[Start EXTRACTED TEXT]

But despite YouTube’s dramatic rise, the digital video ecosystem still faces numerous challenges.
For one, the hunt for the perfect digital video ad format is still on. YouTube just announced that it will be getting rid of unskippable 30-second pre-roll ads. In their place, it will be pushing an unskippable six-second bumper ad format that was launched last year.
Despite the fact that most users don’t like unskippable ads, a recent study found that skipping ads, when possible, is now an “ingrained behavior,” suggesting that advertisers might be forced to use unskippable ads but in ever-decreasing lengths.
Advertising is a big part of digital video monetization, but realistically, advertising won’t be sufficient for many content owners that have historically generated significant revenue from fees paid by television and cable networks. In an effort to address that, YouTube this week announced YouTube TV, a $35 per month service that will give subscribers access to 40 channels, including television networks ABC, CBS, NBC and Fox and cable networks like Disney and ESPN.
The service also includes a DVR feature and unlimited cloud storage.
But even though YouTube is asking young cord cutters to pay up, some analysts believe that at $35 per month, YouTube TV doesn’t have a sustainable business model that can cover the cost of content, meaning that Google will have to effectively subsidize the service.
Google, which generated nearly $90 billion in revenue last year, clearly has the means to do that, but as YouTube overtakes the small screen, expect to see more attention lavished on addressing these advertising and monetization challenges.

[End EXTRACTED TEXT]
[Start INFORMATION SUPPLIED]

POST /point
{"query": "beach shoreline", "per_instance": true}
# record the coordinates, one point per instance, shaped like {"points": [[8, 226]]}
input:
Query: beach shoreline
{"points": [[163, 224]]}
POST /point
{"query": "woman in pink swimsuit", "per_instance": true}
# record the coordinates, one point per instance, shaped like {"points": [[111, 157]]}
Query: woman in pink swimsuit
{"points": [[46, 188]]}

[End INFORMATION SUPPLIED]
[Start INFORMATION SUPPLIED]

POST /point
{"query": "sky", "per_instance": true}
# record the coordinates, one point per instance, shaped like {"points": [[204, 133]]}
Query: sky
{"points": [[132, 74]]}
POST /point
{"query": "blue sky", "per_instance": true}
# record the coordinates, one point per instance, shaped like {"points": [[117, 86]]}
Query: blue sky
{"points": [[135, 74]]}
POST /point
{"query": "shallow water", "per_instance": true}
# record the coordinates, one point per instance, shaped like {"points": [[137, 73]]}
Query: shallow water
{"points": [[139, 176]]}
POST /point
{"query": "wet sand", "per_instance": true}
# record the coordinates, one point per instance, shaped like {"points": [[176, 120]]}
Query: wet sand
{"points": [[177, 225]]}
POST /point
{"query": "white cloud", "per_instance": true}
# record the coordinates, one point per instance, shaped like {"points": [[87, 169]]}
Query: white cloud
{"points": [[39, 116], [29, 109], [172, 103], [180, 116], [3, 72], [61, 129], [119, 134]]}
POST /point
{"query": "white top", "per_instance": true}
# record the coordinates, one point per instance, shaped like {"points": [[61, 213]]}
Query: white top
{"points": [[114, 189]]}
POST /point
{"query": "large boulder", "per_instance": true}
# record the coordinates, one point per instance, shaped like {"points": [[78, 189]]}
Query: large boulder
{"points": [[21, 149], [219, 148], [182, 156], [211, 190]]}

[End INFORMATION SUPPLIED]

SET TASKS:
1. According to the YouTube text, how many channels does YouTube TV give its subscribers?
2. Return the part of the YouTube text that opens with the words containing "For one, the" and closes with "in ever-decreasing lengths.".

RESPONSES TO THE EXERCISE:
1. 40 channels

2.
For one, the hunt for the perfect digital video ad format is still on. YouTube just announced that it will be getting rid of unskippable 30-second pre-roll ads. In their place, it will be pushing an unskippable six-second bumper ad format that was launched last year.
Despite the fact that most users don’t like unskippable ads, a recent study found that skipping ads, when possible, is now an “ingrained behavior,” suggesting that advertisers might be forced to use unskippable ads but in ever-decreasing lengths.